WHAT IS ASKED:
Copy exactly the run of lines that begins at the line with "the tire, reported" and ends at the final line of the entries.

DATA RECORDS:
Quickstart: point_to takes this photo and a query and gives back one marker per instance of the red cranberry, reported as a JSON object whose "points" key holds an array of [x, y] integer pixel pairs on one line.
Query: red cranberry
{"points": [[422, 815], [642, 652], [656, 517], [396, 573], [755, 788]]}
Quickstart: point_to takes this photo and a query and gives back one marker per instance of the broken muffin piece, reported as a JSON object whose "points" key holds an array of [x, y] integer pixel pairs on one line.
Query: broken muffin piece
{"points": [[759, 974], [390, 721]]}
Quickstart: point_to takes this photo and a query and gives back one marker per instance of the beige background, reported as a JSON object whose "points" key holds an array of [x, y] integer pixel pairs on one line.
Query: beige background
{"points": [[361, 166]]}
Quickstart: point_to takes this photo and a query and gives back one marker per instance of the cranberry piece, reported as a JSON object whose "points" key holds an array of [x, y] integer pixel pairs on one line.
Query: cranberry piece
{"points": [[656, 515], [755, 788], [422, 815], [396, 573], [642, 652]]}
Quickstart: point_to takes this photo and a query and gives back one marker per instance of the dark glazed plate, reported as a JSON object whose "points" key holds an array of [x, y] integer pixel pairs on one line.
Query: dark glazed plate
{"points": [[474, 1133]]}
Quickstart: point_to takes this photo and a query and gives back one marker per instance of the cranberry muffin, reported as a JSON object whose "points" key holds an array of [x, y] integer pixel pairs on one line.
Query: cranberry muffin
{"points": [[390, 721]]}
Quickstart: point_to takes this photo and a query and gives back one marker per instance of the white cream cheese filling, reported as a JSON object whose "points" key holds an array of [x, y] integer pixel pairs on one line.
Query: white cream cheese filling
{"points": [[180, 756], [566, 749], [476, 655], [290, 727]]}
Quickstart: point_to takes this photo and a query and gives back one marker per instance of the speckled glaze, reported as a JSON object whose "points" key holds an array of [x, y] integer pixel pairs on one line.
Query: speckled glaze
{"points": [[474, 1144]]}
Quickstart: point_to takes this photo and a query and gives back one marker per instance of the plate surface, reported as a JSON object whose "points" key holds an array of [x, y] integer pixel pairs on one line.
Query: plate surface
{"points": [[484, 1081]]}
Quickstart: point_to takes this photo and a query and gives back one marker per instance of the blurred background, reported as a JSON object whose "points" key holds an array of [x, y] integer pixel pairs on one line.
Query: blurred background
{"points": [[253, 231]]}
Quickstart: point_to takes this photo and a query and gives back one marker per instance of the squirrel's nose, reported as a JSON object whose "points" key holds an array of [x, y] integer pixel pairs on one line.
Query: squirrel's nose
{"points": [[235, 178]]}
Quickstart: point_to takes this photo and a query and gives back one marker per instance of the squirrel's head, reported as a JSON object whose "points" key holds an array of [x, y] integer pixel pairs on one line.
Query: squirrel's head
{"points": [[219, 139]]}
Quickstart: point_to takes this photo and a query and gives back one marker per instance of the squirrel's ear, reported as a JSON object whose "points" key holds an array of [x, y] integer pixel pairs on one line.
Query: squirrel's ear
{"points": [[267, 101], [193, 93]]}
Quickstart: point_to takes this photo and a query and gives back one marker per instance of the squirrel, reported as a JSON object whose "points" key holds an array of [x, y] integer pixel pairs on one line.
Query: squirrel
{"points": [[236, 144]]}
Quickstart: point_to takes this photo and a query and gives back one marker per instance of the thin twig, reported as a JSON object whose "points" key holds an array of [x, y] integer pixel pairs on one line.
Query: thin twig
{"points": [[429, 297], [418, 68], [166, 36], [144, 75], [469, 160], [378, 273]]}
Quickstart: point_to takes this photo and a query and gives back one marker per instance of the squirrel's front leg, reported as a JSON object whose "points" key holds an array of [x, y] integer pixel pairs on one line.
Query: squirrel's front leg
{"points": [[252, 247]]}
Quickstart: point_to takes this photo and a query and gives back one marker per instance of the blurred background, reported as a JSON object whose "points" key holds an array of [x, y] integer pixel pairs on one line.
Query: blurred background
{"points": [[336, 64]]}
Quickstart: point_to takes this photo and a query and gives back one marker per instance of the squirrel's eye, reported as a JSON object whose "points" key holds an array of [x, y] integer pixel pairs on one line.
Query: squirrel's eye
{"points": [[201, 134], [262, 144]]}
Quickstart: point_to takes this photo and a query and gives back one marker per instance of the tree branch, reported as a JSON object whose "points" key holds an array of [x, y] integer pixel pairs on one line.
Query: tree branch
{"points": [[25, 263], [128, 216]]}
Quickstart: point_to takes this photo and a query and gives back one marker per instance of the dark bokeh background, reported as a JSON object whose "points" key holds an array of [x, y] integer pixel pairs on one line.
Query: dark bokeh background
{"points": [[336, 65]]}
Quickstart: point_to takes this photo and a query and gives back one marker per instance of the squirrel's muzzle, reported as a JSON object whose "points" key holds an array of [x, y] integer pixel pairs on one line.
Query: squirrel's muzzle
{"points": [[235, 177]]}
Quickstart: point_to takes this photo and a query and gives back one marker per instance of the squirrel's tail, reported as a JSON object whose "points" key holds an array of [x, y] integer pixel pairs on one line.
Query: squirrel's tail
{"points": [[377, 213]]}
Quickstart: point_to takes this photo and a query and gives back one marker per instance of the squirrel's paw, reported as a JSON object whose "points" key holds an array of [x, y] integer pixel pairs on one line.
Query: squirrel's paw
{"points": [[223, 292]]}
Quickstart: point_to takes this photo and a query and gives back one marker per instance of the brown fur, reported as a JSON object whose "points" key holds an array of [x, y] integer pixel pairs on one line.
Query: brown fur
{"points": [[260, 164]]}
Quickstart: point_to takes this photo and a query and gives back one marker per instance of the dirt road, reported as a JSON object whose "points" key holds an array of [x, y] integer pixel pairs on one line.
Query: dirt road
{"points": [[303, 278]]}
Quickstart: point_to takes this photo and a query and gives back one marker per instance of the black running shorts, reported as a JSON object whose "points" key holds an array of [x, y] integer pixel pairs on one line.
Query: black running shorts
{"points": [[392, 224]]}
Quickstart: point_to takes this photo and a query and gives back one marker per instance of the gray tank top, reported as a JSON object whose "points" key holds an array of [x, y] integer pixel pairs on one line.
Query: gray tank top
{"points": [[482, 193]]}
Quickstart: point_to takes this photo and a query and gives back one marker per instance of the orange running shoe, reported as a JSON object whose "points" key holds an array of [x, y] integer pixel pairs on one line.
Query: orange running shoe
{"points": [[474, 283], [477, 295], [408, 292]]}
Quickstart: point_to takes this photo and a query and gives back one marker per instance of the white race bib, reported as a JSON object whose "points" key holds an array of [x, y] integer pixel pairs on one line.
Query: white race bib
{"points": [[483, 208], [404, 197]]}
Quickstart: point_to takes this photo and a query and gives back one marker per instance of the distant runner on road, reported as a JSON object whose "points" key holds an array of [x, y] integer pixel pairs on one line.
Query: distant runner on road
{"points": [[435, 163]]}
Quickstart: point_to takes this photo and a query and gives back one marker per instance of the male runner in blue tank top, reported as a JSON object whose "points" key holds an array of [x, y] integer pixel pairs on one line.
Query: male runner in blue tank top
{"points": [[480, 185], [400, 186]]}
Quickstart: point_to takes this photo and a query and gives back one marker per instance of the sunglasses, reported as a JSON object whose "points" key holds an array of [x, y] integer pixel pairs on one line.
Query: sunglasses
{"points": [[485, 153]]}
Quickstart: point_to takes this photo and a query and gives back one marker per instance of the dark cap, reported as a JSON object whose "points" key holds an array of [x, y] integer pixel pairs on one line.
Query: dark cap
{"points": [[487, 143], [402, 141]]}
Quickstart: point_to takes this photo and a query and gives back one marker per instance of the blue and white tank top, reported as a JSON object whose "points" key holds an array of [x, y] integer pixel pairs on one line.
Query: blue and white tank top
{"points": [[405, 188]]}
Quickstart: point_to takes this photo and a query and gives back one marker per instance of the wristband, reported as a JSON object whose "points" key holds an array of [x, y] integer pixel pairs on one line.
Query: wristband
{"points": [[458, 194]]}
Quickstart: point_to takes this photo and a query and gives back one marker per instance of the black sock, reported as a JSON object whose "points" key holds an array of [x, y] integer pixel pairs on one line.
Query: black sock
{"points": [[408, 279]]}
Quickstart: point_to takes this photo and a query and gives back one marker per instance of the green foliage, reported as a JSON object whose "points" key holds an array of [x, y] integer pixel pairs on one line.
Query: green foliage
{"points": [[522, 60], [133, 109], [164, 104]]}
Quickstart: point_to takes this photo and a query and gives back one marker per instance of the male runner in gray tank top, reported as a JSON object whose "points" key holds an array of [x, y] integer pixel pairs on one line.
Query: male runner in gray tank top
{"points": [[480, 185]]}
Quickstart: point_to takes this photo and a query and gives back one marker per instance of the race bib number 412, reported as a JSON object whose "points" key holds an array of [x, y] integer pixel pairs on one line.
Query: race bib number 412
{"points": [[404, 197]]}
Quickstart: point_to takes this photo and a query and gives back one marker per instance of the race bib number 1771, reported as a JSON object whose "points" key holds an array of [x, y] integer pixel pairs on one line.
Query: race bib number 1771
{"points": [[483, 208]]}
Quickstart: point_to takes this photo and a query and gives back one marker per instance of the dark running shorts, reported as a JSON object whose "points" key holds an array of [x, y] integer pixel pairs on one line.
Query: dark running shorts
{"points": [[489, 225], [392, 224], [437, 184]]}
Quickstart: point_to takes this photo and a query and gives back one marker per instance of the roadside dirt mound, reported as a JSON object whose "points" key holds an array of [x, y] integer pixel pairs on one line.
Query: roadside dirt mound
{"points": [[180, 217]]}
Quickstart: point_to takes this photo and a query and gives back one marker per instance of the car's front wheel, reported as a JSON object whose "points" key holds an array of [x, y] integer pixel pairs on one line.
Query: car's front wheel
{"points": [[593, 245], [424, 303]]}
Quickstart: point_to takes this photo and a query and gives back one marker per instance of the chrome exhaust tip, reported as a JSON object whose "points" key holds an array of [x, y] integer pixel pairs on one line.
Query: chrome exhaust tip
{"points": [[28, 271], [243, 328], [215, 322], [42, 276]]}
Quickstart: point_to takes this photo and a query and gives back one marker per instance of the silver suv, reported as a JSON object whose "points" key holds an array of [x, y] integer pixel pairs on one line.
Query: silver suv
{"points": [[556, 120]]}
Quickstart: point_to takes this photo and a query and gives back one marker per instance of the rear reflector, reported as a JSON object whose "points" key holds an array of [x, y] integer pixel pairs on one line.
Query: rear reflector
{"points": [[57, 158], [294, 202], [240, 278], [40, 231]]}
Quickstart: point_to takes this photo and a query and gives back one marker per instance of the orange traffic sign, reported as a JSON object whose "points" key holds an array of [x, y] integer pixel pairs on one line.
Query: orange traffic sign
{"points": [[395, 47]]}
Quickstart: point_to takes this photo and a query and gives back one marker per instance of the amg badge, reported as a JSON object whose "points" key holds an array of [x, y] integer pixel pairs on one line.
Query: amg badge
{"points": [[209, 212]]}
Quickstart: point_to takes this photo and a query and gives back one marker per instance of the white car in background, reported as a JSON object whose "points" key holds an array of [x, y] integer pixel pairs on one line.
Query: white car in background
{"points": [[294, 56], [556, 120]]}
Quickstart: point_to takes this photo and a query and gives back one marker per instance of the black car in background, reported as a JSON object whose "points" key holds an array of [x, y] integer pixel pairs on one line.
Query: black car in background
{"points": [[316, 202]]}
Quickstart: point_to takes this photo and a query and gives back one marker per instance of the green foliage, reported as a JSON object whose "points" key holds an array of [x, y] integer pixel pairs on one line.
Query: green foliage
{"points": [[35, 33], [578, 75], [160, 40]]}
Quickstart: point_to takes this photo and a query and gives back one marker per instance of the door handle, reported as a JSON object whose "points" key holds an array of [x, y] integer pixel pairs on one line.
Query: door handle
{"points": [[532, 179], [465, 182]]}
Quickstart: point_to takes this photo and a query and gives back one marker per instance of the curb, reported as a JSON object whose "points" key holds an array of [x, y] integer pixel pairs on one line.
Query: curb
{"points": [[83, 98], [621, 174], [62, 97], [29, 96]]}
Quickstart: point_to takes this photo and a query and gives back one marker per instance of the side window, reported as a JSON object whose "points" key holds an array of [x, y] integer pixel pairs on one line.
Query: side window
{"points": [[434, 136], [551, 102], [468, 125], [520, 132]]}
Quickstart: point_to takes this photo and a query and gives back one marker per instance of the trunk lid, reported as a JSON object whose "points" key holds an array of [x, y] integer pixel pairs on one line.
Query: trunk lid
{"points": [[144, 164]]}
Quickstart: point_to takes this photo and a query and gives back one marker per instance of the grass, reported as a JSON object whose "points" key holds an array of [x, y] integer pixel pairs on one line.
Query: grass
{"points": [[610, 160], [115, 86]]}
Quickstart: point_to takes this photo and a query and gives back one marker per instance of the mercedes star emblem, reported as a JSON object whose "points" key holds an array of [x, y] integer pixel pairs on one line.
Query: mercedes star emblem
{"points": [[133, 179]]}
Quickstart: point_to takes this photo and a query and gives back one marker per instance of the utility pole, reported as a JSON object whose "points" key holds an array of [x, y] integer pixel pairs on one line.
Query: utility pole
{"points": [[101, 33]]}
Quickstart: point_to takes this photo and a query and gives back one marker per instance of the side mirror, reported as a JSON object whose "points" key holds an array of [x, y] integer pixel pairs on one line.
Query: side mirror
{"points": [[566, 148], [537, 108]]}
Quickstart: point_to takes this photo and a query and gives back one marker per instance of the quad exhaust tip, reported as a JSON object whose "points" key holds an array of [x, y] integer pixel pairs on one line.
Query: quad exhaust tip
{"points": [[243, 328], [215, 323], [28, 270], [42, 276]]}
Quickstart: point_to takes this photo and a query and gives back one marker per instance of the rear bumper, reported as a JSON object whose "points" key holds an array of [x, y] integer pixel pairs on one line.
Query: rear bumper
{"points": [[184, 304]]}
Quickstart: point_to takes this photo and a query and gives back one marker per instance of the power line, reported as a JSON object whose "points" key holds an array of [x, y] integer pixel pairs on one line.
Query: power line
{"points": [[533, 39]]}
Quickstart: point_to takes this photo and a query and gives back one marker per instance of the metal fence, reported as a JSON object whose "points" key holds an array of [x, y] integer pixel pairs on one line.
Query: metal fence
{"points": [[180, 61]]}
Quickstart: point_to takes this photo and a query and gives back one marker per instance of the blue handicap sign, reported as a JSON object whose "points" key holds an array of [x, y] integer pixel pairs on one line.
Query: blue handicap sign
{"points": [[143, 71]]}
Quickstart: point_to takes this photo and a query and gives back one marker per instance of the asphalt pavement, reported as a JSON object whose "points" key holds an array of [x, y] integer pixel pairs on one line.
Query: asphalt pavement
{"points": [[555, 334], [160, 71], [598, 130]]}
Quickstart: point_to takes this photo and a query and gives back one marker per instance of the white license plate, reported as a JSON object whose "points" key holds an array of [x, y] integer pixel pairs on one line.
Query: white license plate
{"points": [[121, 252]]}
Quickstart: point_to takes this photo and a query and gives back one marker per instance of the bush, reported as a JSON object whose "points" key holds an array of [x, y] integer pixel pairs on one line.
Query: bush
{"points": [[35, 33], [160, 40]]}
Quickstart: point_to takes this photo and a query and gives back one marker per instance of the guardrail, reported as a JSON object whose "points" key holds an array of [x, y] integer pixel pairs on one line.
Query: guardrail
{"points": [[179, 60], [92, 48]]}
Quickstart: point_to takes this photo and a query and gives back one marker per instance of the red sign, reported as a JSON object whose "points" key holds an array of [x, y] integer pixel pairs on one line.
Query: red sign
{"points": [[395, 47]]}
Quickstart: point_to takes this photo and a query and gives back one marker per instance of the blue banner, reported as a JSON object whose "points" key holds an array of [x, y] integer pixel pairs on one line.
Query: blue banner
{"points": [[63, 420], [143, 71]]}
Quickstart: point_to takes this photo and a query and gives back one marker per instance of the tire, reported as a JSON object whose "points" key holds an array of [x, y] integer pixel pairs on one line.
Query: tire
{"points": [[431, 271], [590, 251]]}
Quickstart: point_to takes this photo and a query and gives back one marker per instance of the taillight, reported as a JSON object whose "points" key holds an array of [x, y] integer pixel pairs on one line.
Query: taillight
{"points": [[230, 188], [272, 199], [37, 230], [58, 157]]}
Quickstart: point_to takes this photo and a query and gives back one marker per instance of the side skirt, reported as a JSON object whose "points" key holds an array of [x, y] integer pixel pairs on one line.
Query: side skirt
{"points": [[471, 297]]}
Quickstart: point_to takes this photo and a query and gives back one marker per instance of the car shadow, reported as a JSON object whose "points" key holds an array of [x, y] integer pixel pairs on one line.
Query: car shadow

FINISHED EXERCISE:
Quickstart: point_to takes this photo and a query and gives back one marker per instance of the tire, reported as a JSON object whose "points" key holds an array of [x, y] integer pixel pairs on one line.
Query: tire
{"points": [[431, 271], [590, 251]]}
Quickstart: point_to takes this photo and a query and gives back one marker per instance of the taillight, reported as a JSON object whose "points" key holds an array of [x, y] integer pixel pairs on one line.
Query: taillight
{"points": [[230, 188], [272, 199], [37, 230], [58, 157]]}
Quickstart: point_to takes this photo and a query and gives back one marker per instance of the side skirt, reported as a JSON object whose "points" key holds an array of [x, y] integer pixel pairs on one line.
Query: side skirt
{"points": [[471, 297]]}
Quickstart: point_to takes this photo and a query and gives back one marker per instance of the car shadow, reported as a JSON object whose "points" key holds an array of [x, y] integer pixel pairs on one line.
Query: car shadow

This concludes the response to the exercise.